Start

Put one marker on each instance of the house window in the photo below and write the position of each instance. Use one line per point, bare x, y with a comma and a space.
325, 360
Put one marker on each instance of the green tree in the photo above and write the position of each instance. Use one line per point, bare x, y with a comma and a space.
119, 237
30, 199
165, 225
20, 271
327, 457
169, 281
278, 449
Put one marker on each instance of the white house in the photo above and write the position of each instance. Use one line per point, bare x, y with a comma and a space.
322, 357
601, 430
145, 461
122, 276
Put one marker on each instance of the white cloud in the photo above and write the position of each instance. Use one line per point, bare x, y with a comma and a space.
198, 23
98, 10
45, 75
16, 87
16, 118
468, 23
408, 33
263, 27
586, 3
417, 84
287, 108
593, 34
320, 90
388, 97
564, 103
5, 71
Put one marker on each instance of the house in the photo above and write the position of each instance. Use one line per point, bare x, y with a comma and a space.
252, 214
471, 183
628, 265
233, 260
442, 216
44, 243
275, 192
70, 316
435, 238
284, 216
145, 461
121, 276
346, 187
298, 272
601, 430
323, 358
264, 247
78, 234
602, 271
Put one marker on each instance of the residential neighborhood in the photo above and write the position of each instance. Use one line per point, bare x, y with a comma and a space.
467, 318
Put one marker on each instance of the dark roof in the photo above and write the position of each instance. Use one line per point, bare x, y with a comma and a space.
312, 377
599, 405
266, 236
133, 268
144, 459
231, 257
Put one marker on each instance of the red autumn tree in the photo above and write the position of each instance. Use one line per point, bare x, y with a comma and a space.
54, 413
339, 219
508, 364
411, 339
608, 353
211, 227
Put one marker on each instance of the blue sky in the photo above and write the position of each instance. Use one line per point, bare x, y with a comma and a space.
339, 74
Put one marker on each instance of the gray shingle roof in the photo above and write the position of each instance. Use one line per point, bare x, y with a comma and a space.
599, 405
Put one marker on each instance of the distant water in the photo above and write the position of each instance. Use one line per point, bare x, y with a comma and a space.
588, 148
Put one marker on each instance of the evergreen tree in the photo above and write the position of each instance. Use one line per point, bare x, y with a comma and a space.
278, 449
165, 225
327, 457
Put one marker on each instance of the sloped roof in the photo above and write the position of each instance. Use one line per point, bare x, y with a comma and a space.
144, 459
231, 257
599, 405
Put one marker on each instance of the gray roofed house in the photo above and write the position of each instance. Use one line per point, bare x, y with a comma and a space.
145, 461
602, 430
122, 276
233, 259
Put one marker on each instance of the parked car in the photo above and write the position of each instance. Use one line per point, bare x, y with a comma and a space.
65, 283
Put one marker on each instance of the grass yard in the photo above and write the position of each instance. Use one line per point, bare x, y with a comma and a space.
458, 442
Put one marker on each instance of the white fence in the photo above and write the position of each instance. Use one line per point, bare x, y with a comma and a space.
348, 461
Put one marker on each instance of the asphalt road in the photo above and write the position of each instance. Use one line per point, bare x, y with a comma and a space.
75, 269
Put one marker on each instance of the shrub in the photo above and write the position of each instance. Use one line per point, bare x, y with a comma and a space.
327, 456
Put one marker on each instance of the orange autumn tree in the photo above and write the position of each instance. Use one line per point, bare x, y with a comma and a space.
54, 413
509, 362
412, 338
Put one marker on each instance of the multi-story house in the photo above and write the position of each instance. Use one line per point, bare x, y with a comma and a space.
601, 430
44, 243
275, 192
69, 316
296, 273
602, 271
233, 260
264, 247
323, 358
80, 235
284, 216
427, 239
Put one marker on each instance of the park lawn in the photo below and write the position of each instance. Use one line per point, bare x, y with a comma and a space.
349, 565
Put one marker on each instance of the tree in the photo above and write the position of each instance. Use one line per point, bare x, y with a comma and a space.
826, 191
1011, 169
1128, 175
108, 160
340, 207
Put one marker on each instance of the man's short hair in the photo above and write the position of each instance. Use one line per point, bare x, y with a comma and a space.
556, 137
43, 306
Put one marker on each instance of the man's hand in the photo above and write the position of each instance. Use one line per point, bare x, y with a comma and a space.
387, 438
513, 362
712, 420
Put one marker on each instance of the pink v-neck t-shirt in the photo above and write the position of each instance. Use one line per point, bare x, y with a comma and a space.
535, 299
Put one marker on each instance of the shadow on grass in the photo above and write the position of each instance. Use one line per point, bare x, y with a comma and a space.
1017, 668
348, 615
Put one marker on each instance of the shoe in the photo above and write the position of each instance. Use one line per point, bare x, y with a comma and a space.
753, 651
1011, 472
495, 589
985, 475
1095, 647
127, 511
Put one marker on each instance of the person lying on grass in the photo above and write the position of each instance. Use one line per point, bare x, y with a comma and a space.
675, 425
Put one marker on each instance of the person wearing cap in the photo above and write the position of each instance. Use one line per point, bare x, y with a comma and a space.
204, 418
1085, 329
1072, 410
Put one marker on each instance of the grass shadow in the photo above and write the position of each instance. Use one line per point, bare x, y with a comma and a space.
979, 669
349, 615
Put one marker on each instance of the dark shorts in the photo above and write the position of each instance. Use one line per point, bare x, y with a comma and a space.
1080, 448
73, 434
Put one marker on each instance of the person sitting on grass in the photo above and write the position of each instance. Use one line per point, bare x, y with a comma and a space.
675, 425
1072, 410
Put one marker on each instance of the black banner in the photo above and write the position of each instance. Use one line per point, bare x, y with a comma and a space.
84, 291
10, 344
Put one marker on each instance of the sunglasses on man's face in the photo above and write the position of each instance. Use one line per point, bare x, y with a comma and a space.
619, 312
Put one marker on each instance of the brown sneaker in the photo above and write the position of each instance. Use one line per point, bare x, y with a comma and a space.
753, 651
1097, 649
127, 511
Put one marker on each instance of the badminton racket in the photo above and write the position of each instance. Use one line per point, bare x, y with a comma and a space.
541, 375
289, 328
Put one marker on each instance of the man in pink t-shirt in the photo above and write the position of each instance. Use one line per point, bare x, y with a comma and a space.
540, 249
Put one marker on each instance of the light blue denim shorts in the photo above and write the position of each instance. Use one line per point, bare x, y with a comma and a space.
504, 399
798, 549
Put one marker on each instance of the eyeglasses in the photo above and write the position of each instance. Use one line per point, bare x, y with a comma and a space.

End

Change every "marker" in the data above to "pin", and leave everything else unchanged.

Put one pin on each instance of the house window in the photo below and write the position of each instance. Use one line per point, bare x, y with a comma and a space.
325, 360
Put one pin on each instance of the green tree in the photo above and write the position of each instance. Use one line per point, bare x, y with a comma and a space.
119, 237
30, 199
165, 225
20, 271
327, 457
169, 281
278, 449
Put one pin on each instance of the white house in the photo above and write the position of each instance. Use one line per point, bare x, y with a comma and a space.
322, 357
601, 430
145, 461
122, 276
Put one pin on each instance of the white cloud in the photo above and write the position of each instance. Use one line per point, bare x, y with a comma and a space.
198, 23
98, 10
45, 75
16, 87
16, 118
468, 23
408, 33
263, 27
586, 3
417, 84
287, 108
593, 34
320, 90
388, 97
564, 103
5, 71
Put one pin on each instance of the house in the photo above and write the position of each instance. Use one line per point, bare x, y with a comma and a space.
252, 214
471, 183
628, 265
233, 260
442, 216
44, 243
275, 192
70, 316
435, 238
284, 216
145, 461
121, 276
346, 187
298, 272
601, 430
323, 358
264, 247
78, 234
602, 271
Put one pin on each instance of the residential neighborhood in the photo above and write the position of each instance. Use one line per point, bare x, y with a comma and a space.
467, 318
Put one pin on each instance of the dark roof in the photo above and write the position of each instance. Use one line per point, bare x, y with a comma and a space.
312, 377
599, 405
266, 236
133, 268
144, 459
231, 257
Put one pin on each instance of the red autumn tree in the photo above and write the position of each instance. Use one line per point, bare x, y with a comma and a space.
54, 413
339, 219
508, 364
411, 339
608, 353
211, 227
Put one pin on each instance of the blue sky in the photo above and write the position of each instance. Use one line per point, bare x, y with a comma and a space.
339, 74
Put one pin on each instance of the gray shingle roof in the photo above and write the position of each instance. Use one line per point, bare x, y with a comma and a space.
599, 405
Put one pin on each instance of the distant water in the photo above and write the position of each instance. Use one line per point, bare x, y with a comma and a space.
588, 148
Put one pin on each instance of the evergreen tree in the photo above and write the position of each instance. Use one line per point, bare x, y with a comma and a space.
278, 449
165, 225
327, 457
Put one pin on each instance of the sloped roof in the photo above and write the position of each instance. Use one line per point, bare x, y with a comma and a space.
144, 459
231, 257
599, 405
Put one pin on each instance of the gray roofed house in the photo above and write the position of each instance. Use one line per point, bare x, y with a comma and a space.
145, 461
602, 430
122, 276
233, 259
Put one pin on each instance of the parked car in the photo above and write the position of each instance. Use one line per point, bare x, y with a comma and a space.
65, 283
Put one pin on each instance of the grass yard in the photo above and write the position of each instance. Use one line per point, bare x, y with a comma and a space.
458, 442
Put one pin on each instance of the white fence in the photo above and write the position of each instance. Use one line per point, bare x, y with a comma and a space.
348, 461
Put one pin on each instance of the asphalt road in the photo above and write the position of each instance. Use one line per point, bare x, y with a comma and a space.
75, 269
Put one pin on each instance of the shrub in the photo above and write the position of each instance. Use one line per point, bare x, y with a comma and a space.
327, 456
Put one pin on each instance of the orange autumn tree in the photo above and write the position of each instance. Use one line per point, bare x, y with a comma and a space.
54, 413
509, 362
412, 338
Put one pin on each instance of the multi-story house in the photo above and write the position of each instance. Use one line per point, bare x, y with a comma and a space.
601, 430
44, 243
275, 192
69, 316
296, 273
602, 271
233, 260
264, 247
323, 358
80, 235
284, 216
427, 239
Put one pin on each instance of the park lawn in the photo below and write the position of each instance. Use one line per point, bare x, y with a comma and a space.
349, 565
Put one pin on each instance of the tree in the photo above and write the position of each instance. Use one line per point, bare x, y with a comma and a space.
826, 191
1011, 169
1128, 175
108, 160
340, 207
Put one pin on each instance of the man's short hair in the photo above and write the position of each instance. Use one line per point, bare x, y with a comma and a space.
556, 137
43, 306
Put one pin on each instance of the man's hand in the photo above and write the position of each instance. Use one line per point, bare x, y with a comma and a space.
387, 438
513, 362
712, 420
Put one pin on each instance of the pink v-neck t-shirt in the photo above and write the position of each instance. Use one line per point, bare x, y with a comma and a space.
535, 299
Put one pin on each instance of the shadow on grass in the photo above and write the position of each instance. Use one line per point, bare x, y with a comma and a space.
1017, 668
348, 615
Put one pin on each instance of the shoe in the photo above and write the position of each instance. Use one line per point, bare x, y with a comma and a space.
753, 651
1011, 472
495, 589
985, 475
1095, 647
127, 511
Put one pin on each instance of the person lying on grass in the photo above and write the position of each instance. Use one line per point, bare x, y with a comma and a space.
675, 425
Put one pin on each instance of the person wearing cap in the photo above and write the position of each instance. Use one line per point, bare x, y with a comma and a space.
204, 418
1085, 329
1072, 410
Put one pin on each instance of the grass shadow in the photo above and write the position of each instance. Use one line per point, bare x, y with a comma and a space.
979, 669
349, 615
Put one pin on each instance of the dark shorts in the photo above and write the position of each instance. Use one line per point, bare x, y with a comma and a space.
1080, 448
73, 434
Put one pin on each instance of the person sitting on grass in the photo above and write the position of each instance. Use one line per point, bare x, y with a comma and a space.
675, 425
1072, 410
Put one pin on each instance of the black banner in the photo above and write the position of each instance. Use one line per point, bare x, y with a comma and a space.
84, 291
10, 344
Put one pin on each instance of the sunglasses on man's face in the photo above and write the position of each instance. Use one line per point, bare x, y with a comma and a space.
619, 312
Put one pin on each instance of the brown sneaker in the photo above and write the position of each instance. Use one line per point, bare x, y with a comma and a space.
753, 651
1097, 649
127, 511
Put one pin on each instance of the badminton racket in the photo above and write the position of each instance. Use one line per point, bare x, y with a comma and a space.
541, 375
289, 328
Put one pin on each instance of the man in pink t-shirt in the photo above and write the position of each instance. Use one line per point, bare x, y with a comma and a space.
540, 249
Put one pin on each instance of the light blue denim shorts in the photo above and write the position of each instance. Use one line per point, bare x, y with a comma and a space.
504, 399
798, 549
Put one pin on each instance of the eyeglasses in the photo above and write the position of each instance. Use one line per point, bare x, y with a comma and a space.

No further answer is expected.